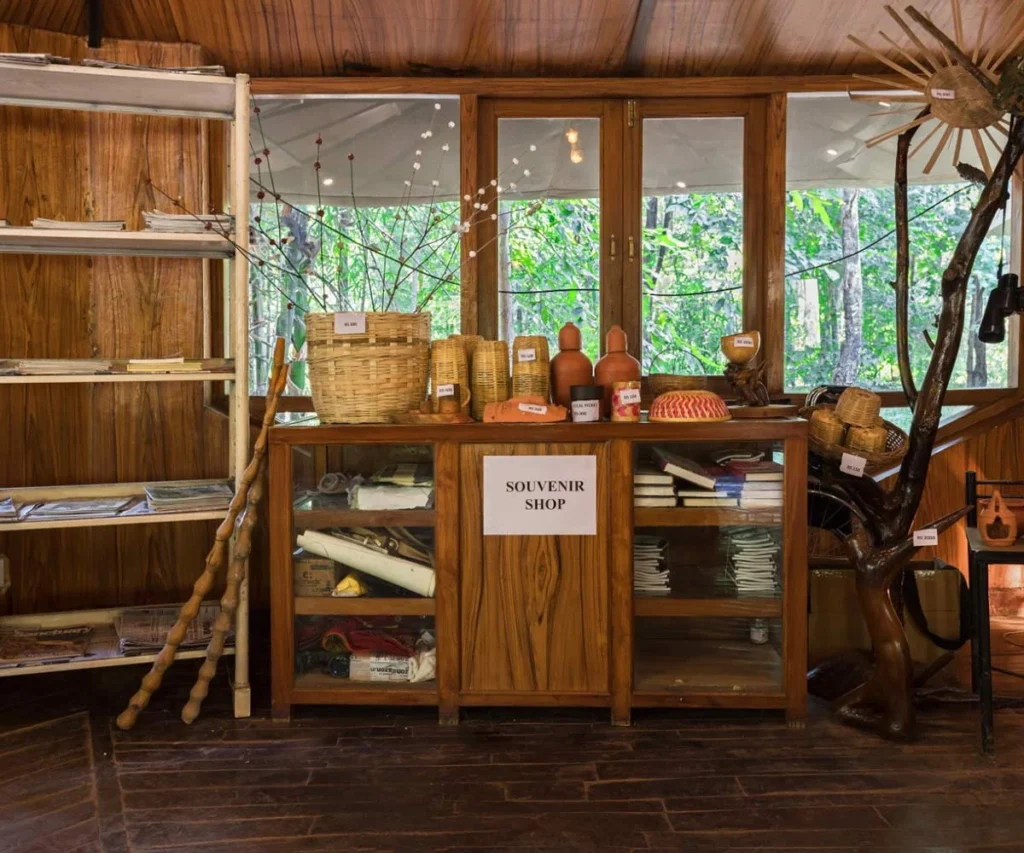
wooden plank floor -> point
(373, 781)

...

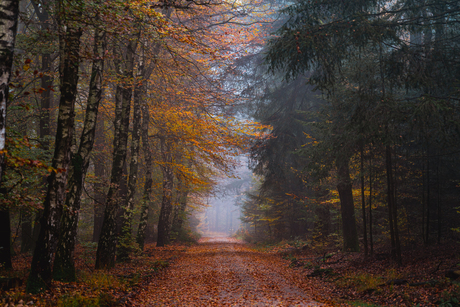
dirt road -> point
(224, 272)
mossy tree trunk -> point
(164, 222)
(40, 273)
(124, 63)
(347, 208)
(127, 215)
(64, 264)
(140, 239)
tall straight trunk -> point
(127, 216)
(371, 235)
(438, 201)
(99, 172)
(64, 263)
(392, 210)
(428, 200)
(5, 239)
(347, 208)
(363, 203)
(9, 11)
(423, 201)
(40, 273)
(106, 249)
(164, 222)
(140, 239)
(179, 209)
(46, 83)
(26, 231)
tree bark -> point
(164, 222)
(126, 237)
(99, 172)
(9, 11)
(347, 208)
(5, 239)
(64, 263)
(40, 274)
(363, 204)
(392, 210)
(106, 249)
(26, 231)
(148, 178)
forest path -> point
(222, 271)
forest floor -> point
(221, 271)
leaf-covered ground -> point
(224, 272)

--

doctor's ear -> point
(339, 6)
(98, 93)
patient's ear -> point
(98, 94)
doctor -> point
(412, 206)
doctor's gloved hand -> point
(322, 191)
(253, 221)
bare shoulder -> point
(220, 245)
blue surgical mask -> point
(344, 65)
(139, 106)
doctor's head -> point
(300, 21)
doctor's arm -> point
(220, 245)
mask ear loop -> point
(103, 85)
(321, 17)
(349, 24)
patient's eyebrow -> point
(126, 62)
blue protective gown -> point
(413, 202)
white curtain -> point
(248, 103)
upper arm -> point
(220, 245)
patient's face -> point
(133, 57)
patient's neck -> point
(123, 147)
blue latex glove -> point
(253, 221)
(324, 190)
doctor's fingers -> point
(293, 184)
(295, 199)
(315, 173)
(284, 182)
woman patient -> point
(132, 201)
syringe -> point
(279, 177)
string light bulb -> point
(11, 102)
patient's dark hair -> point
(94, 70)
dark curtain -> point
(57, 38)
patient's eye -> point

- [EXERCISE OBJECTIVE] Swap "curtain" for "drape" in the records, beginning at the line that has "doctor's arm -> point" and stopping after the line that has "patient's eye -> point", and give only those lines with everything else unchanged.

- [SOLUTION TO THIS TASK]
doctor's arm -> point
(220, 245)
mask ear loop -> point
(103, 85)
(321, 17)
(349, 24)
patient's eyebrow -> point
(126, 62)
blue protective gown -> point
(413, 202)
white drape -> point
(248, 103)
upper arm -> point
(220, 245)
patient's face -> point
(133, 57)
patient's neck -> point
(123, 147)
blue latex glove -> point
(253, 221)
(324, 190)
doctor's fingers -> point
(293, 184)
(295, 199)
(315, 173)
(284, 182)
woman patient -> point
(132, 201)
syringe -> point
(279, 177)
string light bulb -> point
(11, 102)
patient's dark hair -> point
(94, 70)
dark drape -> point
(57, 38)
patient's eye -> point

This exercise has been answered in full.